WRITTEN TASK:
Update the records in the stretch from the line containing "Exercise. Annotate the tulip" through the line containing "x=449, y=158" by putting "Located at" wherever "Found at" stands, leaving everything else as it is. Return only those lines.

___

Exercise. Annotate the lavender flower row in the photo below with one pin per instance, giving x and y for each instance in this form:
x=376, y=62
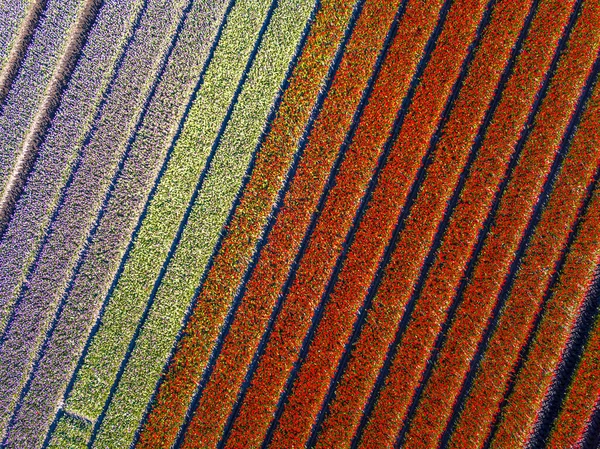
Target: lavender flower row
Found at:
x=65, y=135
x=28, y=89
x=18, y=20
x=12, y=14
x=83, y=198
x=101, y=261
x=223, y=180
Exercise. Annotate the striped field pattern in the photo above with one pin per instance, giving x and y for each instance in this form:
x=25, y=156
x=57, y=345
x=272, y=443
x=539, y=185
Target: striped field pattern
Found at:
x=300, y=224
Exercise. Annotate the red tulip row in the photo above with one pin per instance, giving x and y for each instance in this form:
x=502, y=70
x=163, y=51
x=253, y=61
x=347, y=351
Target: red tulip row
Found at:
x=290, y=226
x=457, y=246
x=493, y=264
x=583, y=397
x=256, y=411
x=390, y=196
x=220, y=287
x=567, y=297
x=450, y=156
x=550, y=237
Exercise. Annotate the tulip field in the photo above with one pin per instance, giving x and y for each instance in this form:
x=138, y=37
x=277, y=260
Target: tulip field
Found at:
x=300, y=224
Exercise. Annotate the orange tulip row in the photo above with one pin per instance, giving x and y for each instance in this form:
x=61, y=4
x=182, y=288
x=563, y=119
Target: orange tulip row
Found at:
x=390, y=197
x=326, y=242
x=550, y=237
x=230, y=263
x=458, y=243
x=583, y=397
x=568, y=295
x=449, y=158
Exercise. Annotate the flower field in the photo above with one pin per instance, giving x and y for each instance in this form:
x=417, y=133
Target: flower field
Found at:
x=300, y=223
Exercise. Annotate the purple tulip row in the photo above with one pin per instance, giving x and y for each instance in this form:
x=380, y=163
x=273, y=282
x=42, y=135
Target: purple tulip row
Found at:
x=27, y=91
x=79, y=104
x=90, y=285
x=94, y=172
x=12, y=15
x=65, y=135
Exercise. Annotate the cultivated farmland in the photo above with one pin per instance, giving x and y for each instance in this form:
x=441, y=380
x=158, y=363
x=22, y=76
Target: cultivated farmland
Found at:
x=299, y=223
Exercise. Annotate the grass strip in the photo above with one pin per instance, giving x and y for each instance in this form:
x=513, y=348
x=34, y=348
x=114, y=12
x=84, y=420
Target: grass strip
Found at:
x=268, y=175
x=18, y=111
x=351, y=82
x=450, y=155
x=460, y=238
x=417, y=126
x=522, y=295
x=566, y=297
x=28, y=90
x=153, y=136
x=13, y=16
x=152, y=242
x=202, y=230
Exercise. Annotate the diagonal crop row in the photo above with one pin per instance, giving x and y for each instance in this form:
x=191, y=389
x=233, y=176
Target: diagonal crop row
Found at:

___

CORRECT ANSWER:
Exercise. Annotate the tulip field in the photo above with one pin per instance, giving x and y for each instance in this form:
x=138, y=37
x=277, y=260
Target: tulip field
Located at:
x=300, y=224
Exercise. Annotate the orange tulip row in the photo above with one pin per instance, giving x and y for each instance in this form:
x=61, y=4
x=182, y=288
x=563, y=119
Target: orange tulip row
Located at:
x=390, y=197
x=326, y=242
x=550, y=237
x=230, y=263
x=458, y=243
x=583, y=397
x=568, y=295
x=449, y=158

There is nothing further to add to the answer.